------ Provided passage ------
The Bishop, The Thief, His Sister & The Whistleblower, Part 2
Catholic Diocese of Rockville Centre: Who is John O. Barres? Who was William Murphy?
I don’t worship in the Diocese of Rockville Centre, but because like so many others who live and worship in Brooklyn and Queens, I tend to pay attention to what happens one diocese over, and have been tracking the Diocese of Rockville Centre bishop for a while now, due to my special interest in the Catholic Church clergy sex abuse/child rape crisis and coverup. I happened to be renting a little off-season house in Suffolk County just before COVID hit a little over a year ago. The last Roman Catholic liturgy I attended was a lovely Ash Wednesday Mass in a church in the Diocese of Rockville Centre. I cringed, however, even then, when John O. Barres, the bishop in charge of the Diocese of Rockville Centre, was mentioned, in the Eucharistic prayer, because he was already on my prelate-watch radar. I had been tracking Barres’s conduct in the context of Child Victims Act cases brought by survivors of clergy sex abuse and child rape in Nassau County Supreme Court long before I read the March 15th National Catholic Reporter story about the Rockville Centre Diocese celebrity priest.
Who is John O. Barres? He was reared in Larchmont, New York, a prosperous New York suburb. He was graduated from Princeton University, studied at the Pontifical College of the Holy Cross in Rome and earned a Master’s degree in Business Administration at New York University (Stern School of Business). Like USCCB (United States Conference of Catholic Bishops) president Archbishop Jose H. Gomez (Archbishop of Los Angeles), my own bishop Nicholas DiMarzio in Brooklyn, and an increasing number of Catholic bishops, Barres is an Opus Dei adherent. Opus Dei is a prelature (religious cult, in my view) that came into prominence under fascism in Spain during the long reign of Hitler’s ally, Francisco Franco.
------ Input data ------
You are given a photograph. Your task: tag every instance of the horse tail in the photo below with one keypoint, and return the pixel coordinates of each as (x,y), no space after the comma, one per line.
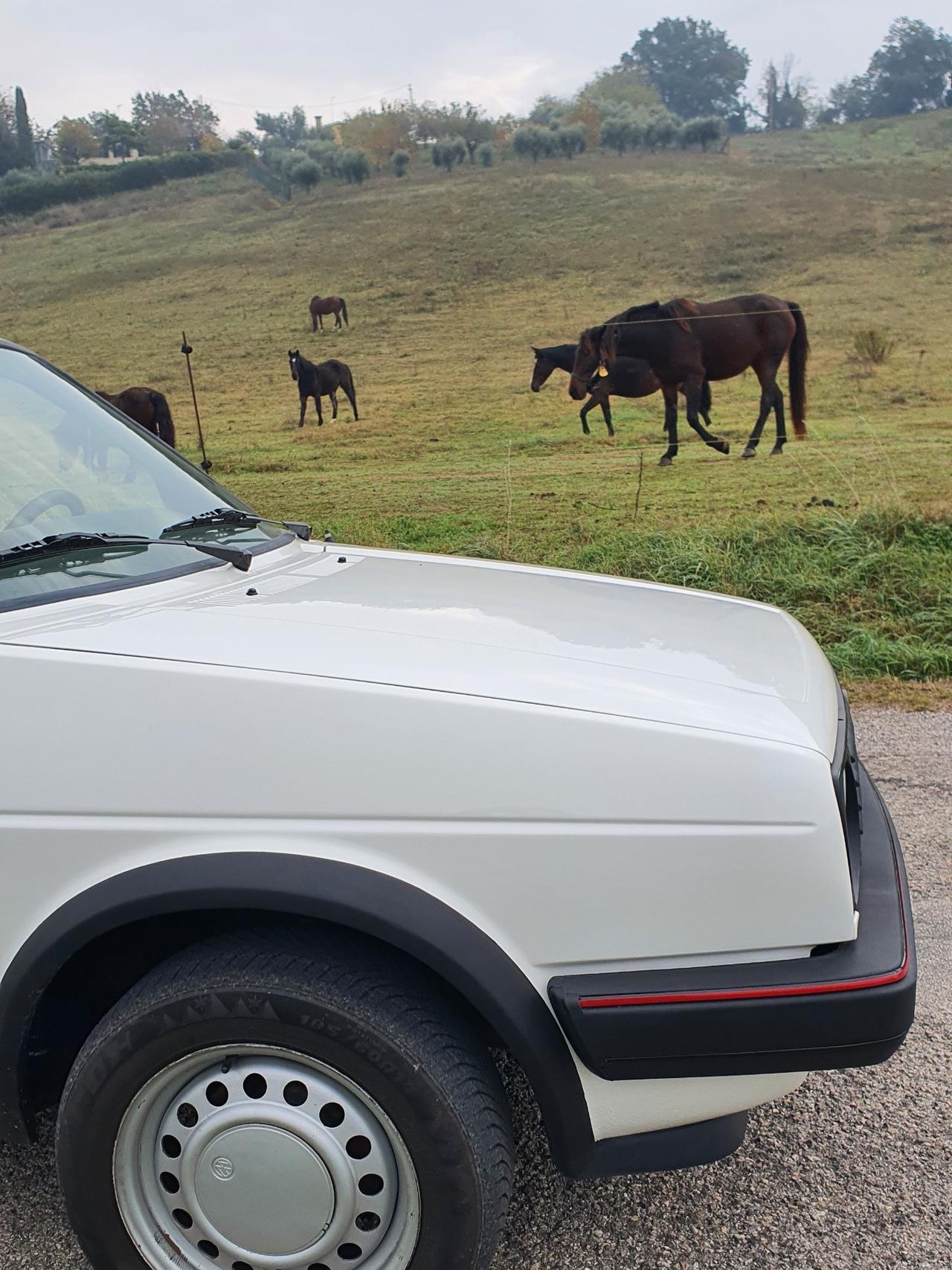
(161,418)
(799,353)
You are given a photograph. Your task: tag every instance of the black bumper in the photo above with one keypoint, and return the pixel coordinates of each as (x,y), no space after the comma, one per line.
(846,1007)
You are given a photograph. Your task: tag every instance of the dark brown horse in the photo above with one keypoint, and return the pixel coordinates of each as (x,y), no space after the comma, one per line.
(684,343)
(321,307)
(323,380)
(147,408)
(628,377)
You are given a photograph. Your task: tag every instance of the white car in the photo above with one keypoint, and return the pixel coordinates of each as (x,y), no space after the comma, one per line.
(298,837)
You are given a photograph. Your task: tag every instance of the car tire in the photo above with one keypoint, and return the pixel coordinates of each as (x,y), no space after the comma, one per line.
(194,1128)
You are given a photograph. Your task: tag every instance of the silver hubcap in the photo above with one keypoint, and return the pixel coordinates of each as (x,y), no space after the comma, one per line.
(264,1160)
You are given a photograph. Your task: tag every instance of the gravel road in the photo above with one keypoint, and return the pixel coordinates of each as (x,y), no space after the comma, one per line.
(853,1170)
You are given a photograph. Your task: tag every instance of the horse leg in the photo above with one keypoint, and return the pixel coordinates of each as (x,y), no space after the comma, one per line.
(767,375)
(781,423)
(670,424)
(693,388)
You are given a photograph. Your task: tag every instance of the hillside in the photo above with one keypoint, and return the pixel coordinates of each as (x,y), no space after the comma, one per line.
(450,280)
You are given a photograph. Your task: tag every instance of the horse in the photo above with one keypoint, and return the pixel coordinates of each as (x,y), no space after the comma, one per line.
(684,343)
(147,408)
(628,377)
(323,380)
(323,307)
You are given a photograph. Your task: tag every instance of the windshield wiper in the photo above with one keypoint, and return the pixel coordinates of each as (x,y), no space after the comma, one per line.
(59,544)
(235,516)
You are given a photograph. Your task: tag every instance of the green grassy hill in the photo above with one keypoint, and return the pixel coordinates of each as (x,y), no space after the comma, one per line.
(450,280)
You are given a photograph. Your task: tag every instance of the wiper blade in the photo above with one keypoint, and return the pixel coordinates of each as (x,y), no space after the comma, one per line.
(235,516)
(57,544)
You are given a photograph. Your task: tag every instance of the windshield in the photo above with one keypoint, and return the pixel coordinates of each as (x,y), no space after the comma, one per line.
(69,464)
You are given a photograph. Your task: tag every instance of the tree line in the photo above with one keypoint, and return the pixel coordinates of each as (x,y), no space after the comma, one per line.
(682,83)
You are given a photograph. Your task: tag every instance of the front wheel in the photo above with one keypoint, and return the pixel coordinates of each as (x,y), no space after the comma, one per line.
(264,1103)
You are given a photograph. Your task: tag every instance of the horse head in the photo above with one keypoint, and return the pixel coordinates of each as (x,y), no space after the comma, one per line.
(596,350)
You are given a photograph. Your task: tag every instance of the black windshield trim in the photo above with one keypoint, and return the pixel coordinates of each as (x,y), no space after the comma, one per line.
(102,589)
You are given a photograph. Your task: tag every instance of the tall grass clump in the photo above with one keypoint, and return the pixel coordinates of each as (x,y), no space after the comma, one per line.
(874,589)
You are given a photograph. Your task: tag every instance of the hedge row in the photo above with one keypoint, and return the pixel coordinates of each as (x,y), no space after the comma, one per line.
(23,195)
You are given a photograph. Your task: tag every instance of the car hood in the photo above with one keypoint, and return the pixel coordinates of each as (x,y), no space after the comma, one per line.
(542,637)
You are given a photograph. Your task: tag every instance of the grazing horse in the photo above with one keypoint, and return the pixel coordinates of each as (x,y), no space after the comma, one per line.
------
> _Prompt_: Continue the article on Bishop John O. Barres and the Diocese of Rockville Centre, starting after its final sentence.

> _Answer space_:
The big tell, re: John O. Barres’ Opus Dei leanings is the Pontificia Università della Santa Croce credential. Santa Croce is the Opus Dei college in Rome — but not all Opus Dei clerics study at the Opus Dei college. Today, schools like New York University, Harvard, and Yale, and most, if not all of the, Catholic university campuses have a strong Opus Dei presence. There still tends to be a great deal of secrecy around Opus Dei recruitment but it is widespread. I spent two years as a full-time student at Harvard University quite recently, and I was shocked to see how entrenched Opus Dei was there at and around Harvard.
Having sharp business skills makes sense for persons of the cloth who run parishes, but in the case of Opus Dei, the goal of obtaining financial credentials goes well beyond parish management, and possession of an MBA, is of late, seeming to be one of several signs that a priest is either an Opus Dei adherent, or engaged in furthering the aims of the prelature which is to bring secular law and mores into line with Catholic laws and moral theology.
Before becoming the bishop of the Diocese of Rockville Centre, John Barres served as the bishop of the Diocese of Allentown, which, according to the 2018 Pennsylvania Grand Jury Report on sex abuse in the Catholic Church was a clergy sex abuse / child rape hotspot. Barres challenged the report’s content relating to his handling of two predators, claiming that a decision he made not to push for laicization of two predators priests was due to his desire to continue to monitor them. (I won't digress into a study of Barres and the eeport here, but this Newsday article offers a full discussion of the controversy. https://www.newsday.com/long-island/nassau/barres-pennsylvania-priest-sexual-abuse-1.20490481) I would suggest that even if one believes these particular protestations, it is almost impossible to read the report in its entirety and not believe that Barres, who was the Bishop of Allentown from 2009 to 2016, was culpable in covering up sexual misconduct in Allentown. The Pennsylvania Grand Jury Report implicated 35 Allentown priests! Some of them are alleged to have assaulted multiple victims on multiple occasions. Moreover, according the Newsday article, the Diocese of Rockville Centre’s spokesperson, Sean Dolan, could not even name the facility wherein the predators who were supposedly being monitored by the diocese were housed.
John O. Barres replaced William Francis Murphy in 2017 about a year before the Pennsylvania Grand Jury Report was made public. It’s not clear whether this transfer happened in response to warnings that the report was in the making, but it is interesting that Barres’s predecessor William Francis Murphy was moved to Rockville Centre in 2001, just one year ahead of the Boston Globe “Spotlight Investigation” in which Murphy and his former superior Cardinal Bernard Law, one of the most notorious clergy sex abuse/child rape culprits, were implicated. Law headed the Archdiocese of Boston from 1984 through 2002.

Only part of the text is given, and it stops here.